[Natural language region descriptions]
*** Block opens ***

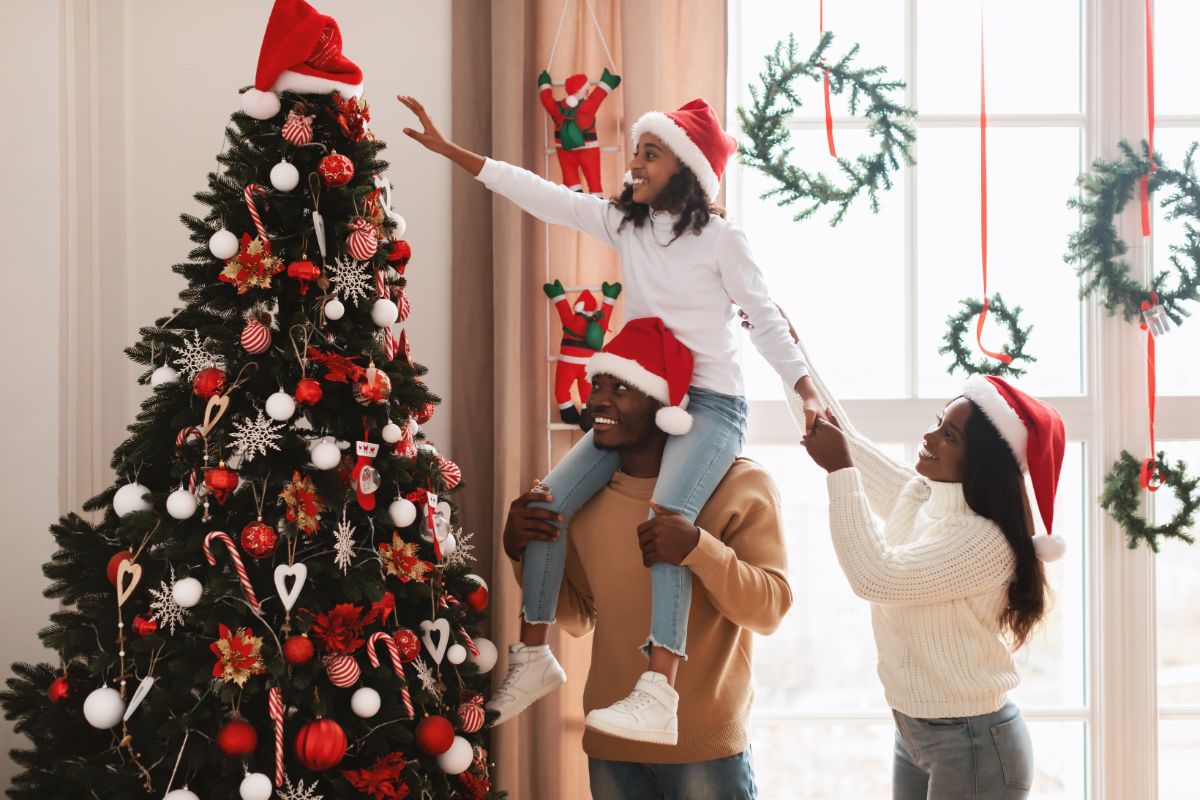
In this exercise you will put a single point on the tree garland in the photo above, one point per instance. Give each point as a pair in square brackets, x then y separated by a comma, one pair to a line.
[1121, 498]
[1015, 348]
[766, 130]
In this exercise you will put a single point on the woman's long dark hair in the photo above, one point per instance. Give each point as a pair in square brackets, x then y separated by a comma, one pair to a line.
[683, 194]
[995, 488]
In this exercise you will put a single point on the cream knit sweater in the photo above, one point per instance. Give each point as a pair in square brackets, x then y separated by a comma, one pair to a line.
[937, 579]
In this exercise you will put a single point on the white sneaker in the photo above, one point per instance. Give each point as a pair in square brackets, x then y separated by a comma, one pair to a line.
[533, 673]
[648, 714]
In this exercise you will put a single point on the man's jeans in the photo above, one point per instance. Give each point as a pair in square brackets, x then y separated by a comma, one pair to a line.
[721, 779]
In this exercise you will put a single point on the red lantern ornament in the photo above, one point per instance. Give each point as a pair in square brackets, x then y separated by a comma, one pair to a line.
[259, 540]
[336, 169]
[298, 650]
[238, 738]
[305, 272]
[59, 691]
[309, 391]
[321, 745]
[435, 734]
[221, 481]
[144, 626]
[209, 383]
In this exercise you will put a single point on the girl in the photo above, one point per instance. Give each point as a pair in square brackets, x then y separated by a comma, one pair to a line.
[687, 265]
[955, 570]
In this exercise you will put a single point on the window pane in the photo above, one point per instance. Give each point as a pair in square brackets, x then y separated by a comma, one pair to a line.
[1179, 373]
[948, 56]
[1179, 597]
[1027, 232]
[843, 287]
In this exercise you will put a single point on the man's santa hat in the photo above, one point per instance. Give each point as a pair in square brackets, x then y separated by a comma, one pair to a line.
[1035, 433]
[696, 137]
[647, 356]
[301, 52]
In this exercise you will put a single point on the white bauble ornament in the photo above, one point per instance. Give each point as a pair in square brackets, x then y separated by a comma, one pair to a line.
[281, 405]
[285, 176]
[223, 245]
[129, 499]
[335, 310]
[181, 504]
[487, 655]
[187, 591]
[325, 455]
[402, 512]
[261, 104]
[103, 708]
[163, 374]
[384, 312]
[256, 786]
[366, 702]
[456, 759]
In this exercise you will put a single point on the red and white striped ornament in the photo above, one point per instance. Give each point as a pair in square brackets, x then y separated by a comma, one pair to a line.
[343, 671]
[256, 337]
[364, 240]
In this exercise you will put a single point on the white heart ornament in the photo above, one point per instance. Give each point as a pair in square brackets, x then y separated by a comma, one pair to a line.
[442, 626]
[282, 572]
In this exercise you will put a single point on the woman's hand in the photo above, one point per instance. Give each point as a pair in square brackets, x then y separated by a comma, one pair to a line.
[827, 444]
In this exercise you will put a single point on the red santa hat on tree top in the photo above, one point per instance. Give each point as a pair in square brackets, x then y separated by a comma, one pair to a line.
[696, 137]
[647, 356]
[301, 52]
[1035, 433]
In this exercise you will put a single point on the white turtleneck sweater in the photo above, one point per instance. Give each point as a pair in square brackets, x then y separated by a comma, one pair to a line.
[689, 283]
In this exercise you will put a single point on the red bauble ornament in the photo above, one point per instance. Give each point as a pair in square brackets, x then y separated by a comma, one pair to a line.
[221, 481]
[336, 169]
[321, 745]
[298, 650]
[259, 540]
[435, 734]
[309, 391]
[144, 626]
[209, 383]
[238, 738]
[114, 564]
[60, 690]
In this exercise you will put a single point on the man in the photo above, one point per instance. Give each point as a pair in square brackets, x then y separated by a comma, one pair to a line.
[738, 561]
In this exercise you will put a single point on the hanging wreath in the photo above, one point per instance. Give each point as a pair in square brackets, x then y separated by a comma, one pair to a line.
[1122, 492]
[1097, 250]
[1018, 336]
[766, 130]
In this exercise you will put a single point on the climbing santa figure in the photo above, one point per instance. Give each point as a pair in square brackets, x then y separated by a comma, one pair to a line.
[575, 126]
[583, 329]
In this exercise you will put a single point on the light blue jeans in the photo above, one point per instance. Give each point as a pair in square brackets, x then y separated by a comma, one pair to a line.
[985, 757]
[693, 465]
[721, 779]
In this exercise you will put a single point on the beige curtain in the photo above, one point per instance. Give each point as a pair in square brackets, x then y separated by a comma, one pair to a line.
[667, 52]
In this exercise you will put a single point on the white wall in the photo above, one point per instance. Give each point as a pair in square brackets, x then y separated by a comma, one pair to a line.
[132, 101]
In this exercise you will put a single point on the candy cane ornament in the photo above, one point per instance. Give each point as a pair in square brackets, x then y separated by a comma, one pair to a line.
[243, 577]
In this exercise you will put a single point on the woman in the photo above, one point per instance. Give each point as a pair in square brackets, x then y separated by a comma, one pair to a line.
[954, 578]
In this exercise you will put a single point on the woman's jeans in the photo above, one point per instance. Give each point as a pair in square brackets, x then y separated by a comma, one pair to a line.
[693, 465]
[987, 757]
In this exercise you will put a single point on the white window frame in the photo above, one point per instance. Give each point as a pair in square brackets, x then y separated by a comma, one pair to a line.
[1121, 678]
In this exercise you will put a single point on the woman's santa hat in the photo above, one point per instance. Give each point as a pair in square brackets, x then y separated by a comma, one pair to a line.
[1035, 433]
[303, 53]
[647, 356]
[695, 136]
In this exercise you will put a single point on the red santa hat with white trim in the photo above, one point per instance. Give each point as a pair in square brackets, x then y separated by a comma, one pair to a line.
[303, 53]
[1035, 433]
[648, 356]
[697, 139]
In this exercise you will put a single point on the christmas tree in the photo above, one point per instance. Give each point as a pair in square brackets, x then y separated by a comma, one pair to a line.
[275, 600]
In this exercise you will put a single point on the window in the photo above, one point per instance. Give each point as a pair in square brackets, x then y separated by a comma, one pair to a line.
[871, 298]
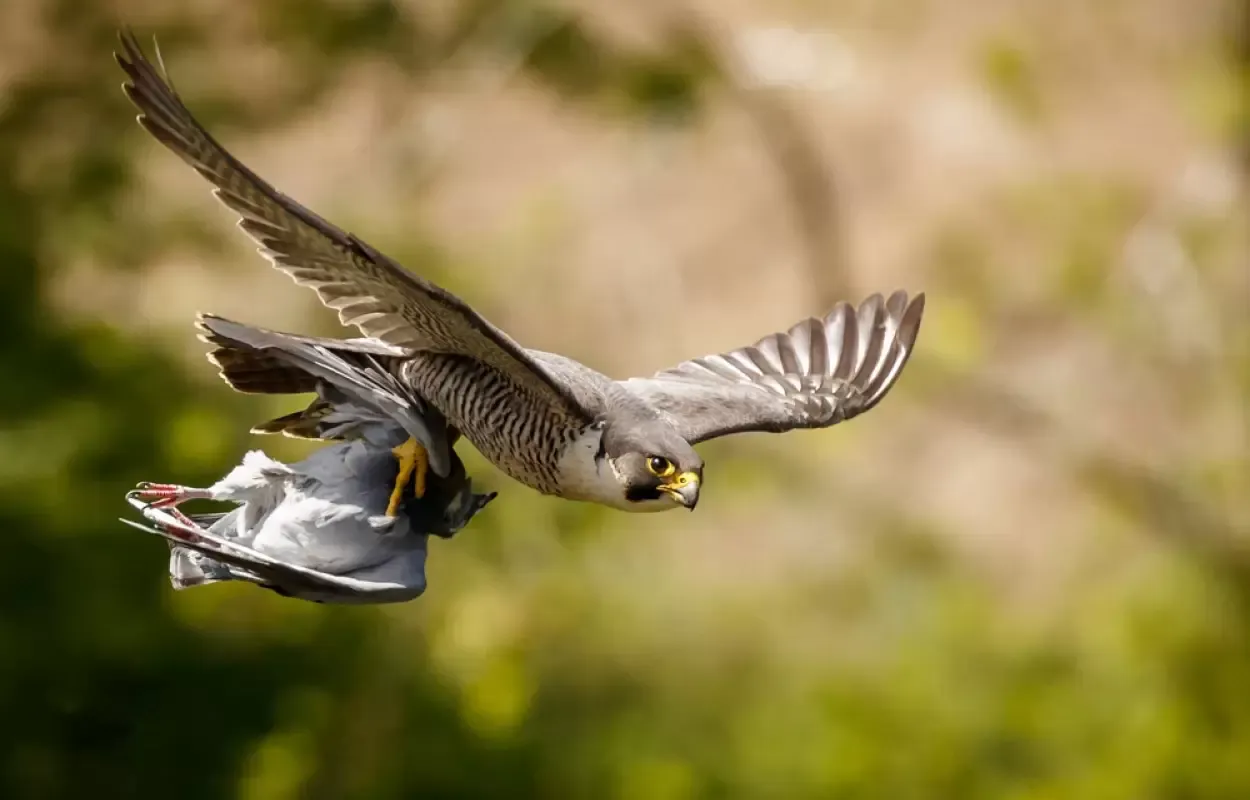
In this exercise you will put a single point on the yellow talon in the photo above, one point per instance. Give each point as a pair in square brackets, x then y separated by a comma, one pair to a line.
[413, 458]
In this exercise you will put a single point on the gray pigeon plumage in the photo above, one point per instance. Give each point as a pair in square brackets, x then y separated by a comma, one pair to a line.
[316, 529]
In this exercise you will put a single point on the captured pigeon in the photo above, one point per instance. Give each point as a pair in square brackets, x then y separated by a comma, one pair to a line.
[318, 529]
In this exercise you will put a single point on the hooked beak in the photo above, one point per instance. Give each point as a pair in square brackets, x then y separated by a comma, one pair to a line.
[684, 489]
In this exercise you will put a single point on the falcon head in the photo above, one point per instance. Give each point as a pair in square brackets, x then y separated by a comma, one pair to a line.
[655, 466]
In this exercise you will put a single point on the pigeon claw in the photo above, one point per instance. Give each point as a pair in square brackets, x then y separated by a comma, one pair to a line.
[166, 495]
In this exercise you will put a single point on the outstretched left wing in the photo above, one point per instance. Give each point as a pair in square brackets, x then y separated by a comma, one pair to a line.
[818, 374]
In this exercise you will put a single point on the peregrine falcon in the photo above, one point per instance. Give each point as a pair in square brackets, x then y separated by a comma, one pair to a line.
[315, 529]
[545, 420]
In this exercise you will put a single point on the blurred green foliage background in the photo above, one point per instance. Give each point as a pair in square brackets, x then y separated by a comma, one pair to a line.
[1025, 575]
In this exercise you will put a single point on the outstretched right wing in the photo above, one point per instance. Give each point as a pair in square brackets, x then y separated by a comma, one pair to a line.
[819, 373]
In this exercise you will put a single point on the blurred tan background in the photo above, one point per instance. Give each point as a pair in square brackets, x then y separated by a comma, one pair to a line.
[1025, 575]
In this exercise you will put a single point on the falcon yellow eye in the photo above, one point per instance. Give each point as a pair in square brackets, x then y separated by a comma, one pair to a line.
[660, 466]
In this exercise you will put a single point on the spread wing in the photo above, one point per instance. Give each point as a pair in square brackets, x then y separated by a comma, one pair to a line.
[368, 289]
[819, 373]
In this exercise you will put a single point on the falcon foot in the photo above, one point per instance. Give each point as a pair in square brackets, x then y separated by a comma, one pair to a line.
[168, 495]
[413, 459]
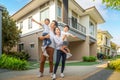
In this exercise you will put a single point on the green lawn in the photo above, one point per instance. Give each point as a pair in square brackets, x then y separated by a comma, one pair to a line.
[81, 63]
[34, 65]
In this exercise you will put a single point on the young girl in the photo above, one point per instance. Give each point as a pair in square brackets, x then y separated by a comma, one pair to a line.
[65, 41]
[45, 32]
[60, 54]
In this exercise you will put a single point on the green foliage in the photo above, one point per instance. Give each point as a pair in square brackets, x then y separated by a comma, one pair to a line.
[89, 58]
[20, 55]
[12, 63]
[115, 64]
[10, 32]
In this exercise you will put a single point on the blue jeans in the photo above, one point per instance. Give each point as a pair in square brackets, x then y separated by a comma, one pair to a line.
[60, 54]
[46, 41]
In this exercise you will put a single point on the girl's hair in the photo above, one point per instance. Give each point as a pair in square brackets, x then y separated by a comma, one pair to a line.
[56, 23]
[47, 19]
[55, 29]
[67, 27]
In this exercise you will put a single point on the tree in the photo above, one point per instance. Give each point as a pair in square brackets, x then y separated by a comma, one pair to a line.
[115, 4]
[113, 45]
[10, 32]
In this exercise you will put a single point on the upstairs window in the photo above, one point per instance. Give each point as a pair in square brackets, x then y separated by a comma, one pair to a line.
[30, 23]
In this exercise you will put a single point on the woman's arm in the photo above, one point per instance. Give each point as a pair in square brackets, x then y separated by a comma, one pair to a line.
[64, 36]
[36, 22]
[43, 37]
[58, 41]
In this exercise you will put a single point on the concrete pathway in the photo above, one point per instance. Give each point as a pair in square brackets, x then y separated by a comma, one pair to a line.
[94, 72]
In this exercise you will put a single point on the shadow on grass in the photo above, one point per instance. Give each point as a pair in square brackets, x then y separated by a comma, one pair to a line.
[34, 65]
[101, 75]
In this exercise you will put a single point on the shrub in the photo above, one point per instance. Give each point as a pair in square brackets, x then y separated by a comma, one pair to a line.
[20, 55]
[115, 64]
[12, 63]
[89, 58]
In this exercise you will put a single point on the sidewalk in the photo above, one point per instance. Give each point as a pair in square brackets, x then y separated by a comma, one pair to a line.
[94, 72]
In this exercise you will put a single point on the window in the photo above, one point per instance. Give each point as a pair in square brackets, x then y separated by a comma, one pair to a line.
[21, 47]
[91, 29]
[29, 22]
[44, 14]
[21, 25]
[59, 12]
[32, 45]
[74, 22]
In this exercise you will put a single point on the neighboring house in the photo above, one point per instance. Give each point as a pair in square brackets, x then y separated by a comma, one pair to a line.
[103, 42]
[113, 49]
[118, 50]
[83, 24]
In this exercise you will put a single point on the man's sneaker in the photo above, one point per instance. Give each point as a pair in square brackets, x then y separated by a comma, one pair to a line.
[51, 75]
[54, 76]
[43, 49]
[40, 74]
[68, 55]
[62, 75]
[45, 54]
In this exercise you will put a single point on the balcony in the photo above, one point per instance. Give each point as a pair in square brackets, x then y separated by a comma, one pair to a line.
[77, 26]
[76, 29]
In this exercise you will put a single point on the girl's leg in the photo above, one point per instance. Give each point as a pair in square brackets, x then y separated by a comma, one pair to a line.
[57, 60]
[63, 62]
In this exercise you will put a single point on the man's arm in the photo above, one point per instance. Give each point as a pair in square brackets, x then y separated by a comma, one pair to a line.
[43, 37]
[72, 35]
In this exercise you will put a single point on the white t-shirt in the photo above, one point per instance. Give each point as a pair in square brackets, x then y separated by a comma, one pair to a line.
[46, 28]
[65, 33]
[51, 33]
[58, 41]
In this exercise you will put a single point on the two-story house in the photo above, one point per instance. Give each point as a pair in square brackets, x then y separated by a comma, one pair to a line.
[83, 23]
[104, 42]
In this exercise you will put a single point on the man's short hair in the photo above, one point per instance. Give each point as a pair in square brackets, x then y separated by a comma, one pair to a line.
[47, 19]
[56, 23]
[67, 26]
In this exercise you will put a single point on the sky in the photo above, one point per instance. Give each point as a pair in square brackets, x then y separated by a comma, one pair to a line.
[111, 16]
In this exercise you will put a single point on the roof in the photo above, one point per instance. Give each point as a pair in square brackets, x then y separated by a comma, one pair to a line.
[32, 5]
[105, 32]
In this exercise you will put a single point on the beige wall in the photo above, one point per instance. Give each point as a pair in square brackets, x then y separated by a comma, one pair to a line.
[93, 49]
[79, 49]
[32, 39]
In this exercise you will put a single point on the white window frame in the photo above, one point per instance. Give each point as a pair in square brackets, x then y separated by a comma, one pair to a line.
[30, 22]
[22, 49]
[42, 10]
[31, 45]
[91, 29]
[59, 16]
[21, 25]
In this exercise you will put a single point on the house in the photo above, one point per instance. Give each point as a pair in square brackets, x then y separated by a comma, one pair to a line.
[83, 23]
[104, 42]
[118, 50]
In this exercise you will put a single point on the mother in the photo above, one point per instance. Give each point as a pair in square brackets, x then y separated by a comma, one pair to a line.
[49, 49]
[60, 54]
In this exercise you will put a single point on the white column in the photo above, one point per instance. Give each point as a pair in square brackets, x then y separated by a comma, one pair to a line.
[1, 8]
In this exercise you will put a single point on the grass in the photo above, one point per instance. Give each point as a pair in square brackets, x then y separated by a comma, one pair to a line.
[34, 64]
[81, 63]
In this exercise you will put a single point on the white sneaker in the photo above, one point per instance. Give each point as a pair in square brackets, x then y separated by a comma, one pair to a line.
[62, 75]
[68, 55]
[43, 49]
[40, 74]
[51, 75]
[54, 76]
[45, 54]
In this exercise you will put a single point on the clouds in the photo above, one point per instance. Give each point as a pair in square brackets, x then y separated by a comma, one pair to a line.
[97, 3]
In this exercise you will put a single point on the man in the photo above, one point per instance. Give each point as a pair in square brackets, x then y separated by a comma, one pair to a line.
[49, 50]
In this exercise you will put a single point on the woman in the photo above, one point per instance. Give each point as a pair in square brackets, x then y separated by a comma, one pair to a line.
[49, 49]
[60, 54]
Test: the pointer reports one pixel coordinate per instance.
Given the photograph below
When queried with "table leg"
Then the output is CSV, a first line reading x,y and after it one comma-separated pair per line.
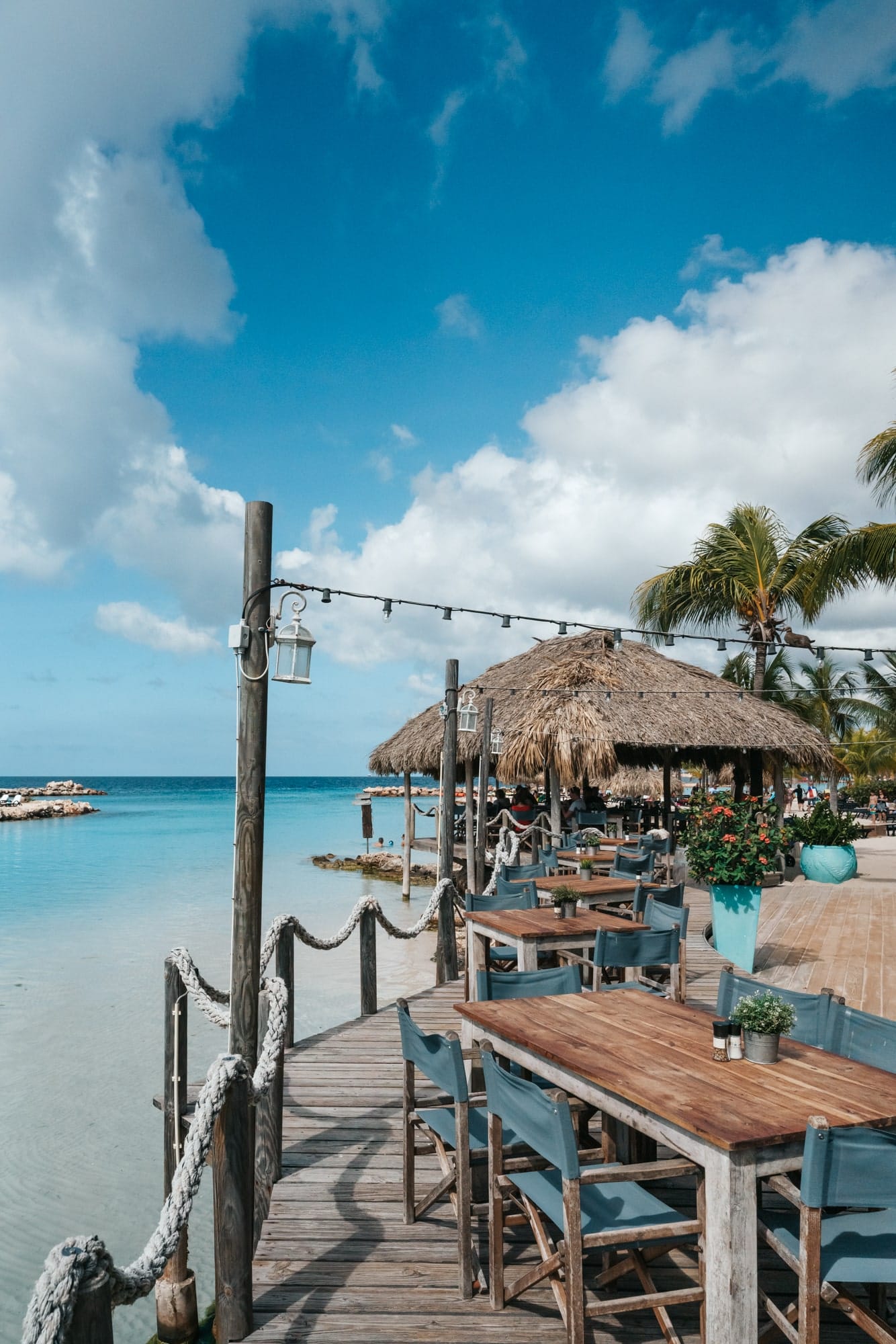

*** Block closes ***

▶ [Assigned task]:
Exactly the lines from the one that contains "Given the photograph below" through the final line of the records above are needed, given again word for word, with every picture left out.

▶ [Answer section]:
Given the photograph below
When queried with "table leg"
Then the output is CSV, a first line reading x,y and after it one comma-separated pair per line.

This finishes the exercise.